- **WORK TO COMPLETE**:
Starting at the line that contains "Mark each instance of the brown" and continuing through the last line of the items, rewrite those lines as a numbered list with blank lines omitted.
## Start
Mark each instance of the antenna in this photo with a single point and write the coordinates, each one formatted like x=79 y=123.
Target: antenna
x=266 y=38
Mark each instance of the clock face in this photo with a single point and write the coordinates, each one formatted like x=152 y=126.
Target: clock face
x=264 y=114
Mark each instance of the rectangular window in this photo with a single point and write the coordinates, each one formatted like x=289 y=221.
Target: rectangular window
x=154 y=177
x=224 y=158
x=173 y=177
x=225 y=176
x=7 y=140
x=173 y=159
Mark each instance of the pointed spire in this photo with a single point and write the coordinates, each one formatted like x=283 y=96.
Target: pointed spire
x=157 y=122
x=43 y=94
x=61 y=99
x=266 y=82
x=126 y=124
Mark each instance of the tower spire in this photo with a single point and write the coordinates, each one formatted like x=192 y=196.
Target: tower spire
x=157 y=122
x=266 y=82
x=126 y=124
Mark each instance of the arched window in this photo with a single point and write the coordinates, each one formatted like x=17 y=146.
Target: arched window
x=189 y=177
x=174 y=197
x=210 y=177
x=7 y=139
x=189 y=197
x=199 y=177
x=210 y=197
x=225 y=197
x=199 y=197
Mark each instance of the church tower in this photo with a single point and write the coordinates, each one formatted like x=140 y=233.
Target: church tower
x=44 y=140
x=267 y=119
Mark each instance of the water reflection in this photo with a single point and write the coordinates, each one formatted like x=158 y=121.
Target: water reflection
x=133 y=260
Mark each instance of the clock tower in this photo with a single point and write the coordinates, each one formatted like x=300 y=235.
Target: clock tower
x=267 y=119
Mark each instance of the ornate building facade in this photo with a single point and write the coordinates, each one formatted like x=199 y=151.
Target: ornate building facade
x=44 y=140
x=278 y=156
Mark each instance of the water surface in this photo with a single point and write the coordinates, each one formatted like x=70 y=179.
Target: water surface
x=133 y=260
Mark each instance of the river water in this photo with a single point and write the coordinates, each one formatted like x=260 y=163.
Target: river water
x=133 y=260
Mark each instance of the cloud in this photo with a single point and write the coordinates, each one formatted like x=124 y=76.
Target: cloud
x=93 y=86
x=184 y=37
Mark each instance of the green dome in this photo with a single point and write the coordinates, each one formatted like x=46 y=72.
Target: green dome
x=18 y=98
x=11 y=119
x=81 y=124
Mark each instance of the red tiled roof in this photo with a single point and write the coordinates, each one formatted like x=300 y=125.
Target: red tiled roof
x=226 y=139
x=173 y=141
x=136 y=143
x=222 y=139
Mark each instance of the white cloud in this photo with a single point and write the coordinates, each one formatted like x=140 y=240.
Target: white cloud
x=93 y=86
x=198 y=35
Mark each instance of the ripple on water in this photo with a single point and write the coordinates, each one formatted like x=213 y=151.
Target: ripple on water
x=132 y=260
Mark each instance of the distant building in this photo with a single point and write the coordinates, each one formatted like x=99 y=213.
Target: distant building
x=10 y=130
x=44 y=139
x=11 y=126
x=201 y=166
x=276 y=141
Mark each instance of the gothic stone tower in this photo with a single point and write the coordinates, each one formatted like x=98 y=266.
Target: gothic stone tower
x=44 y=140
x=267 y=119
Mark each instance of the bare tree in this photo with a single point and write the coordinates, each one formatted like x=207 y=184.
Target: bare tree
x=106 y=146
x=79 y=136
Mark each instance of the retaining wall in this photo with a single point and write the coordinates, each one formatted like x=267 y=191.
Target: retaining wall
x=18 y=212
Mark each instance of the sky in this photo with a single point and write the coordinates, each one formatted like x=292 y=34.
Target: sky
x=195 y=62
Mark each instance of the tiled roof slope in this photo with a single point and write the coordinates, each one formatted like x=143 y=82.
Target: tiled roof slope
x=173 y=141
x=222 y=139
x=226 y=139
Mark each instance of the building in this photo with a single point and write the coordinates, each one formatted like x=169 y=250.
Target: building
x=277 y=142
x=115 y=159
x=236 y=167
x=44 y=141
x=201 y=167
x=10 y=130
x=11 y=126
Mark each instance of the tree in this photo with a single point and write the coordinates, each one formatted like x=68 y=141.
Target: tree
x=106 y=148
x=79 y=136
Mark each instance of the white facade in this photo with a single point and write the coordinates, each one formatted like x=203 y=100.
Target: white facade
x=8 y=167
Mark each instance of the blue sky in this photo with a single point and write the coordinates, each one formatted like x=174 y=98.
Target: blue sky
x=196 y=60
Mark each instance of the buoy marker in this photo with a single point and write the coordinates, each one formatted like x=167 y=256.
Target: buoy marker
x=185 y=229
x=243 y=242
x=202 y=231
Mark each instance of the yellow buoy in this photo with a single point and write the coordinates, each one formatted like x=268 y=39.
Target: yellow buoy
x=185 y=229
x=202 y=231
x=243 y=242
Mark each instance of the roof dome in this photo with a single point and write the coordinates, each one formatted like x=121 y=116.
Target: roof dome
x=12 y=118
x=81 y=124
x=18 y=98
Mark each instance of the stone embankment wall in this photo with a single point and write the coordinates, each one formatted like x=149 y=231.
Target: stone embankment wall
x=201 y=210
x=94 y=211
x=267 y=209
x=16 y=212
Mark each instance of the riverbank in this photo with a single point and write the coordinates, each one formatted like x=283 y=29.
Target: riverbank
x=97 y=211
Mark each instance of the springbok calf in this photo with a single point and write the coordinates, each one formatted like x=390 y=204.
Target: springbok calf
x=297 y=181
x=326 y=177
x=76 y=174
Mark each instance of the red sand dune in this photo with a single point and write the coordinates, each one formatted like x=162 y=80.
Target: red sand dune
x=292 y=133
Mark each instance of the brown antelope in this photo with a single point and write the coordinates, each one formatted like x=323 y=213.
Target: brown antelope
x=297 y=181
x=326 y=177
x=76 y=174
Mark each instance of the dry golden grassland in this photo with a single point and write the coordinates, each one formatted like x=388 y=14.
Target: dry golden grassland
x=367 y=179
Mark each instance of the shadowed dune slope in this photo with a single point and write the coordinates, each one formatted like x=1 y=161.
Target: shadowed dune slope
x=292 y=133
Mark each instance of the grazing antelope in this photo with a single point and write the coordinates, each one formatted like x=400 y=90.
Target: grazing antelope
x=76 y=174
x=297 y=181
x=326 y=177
## End
- **EXERCISE OUTPUT**:
1. Mark each instance of the brown antelope in this photo with a single point and write the coordinates, each one formatted like x=323 y=213.
2. Target: brown antelope
3. x=297 y=181
4. x=326 y=177
5. x=76 y=174
6. Mark each instance of the dry golden grassland in this photo with a single point and write the coordinates, each one formatted like x=388 y=14.
7. Target: dry golden grassland
8. x=367 y=179
9. Mark each instance of the shadowed dune slope in this photo with a single point and write the coordinates, each one formatted like x=1 y=161.
10. Target: shadowed dune slope
11. x=292 y=133
12. Mark each instance of the grazing antelope in this photo with a single point and write the coordinates, each one formatted like x=400 y=90.
13. Target: grazing antelope
14. x=76 y=174
15. x=297 y=181
16. x=326 y=177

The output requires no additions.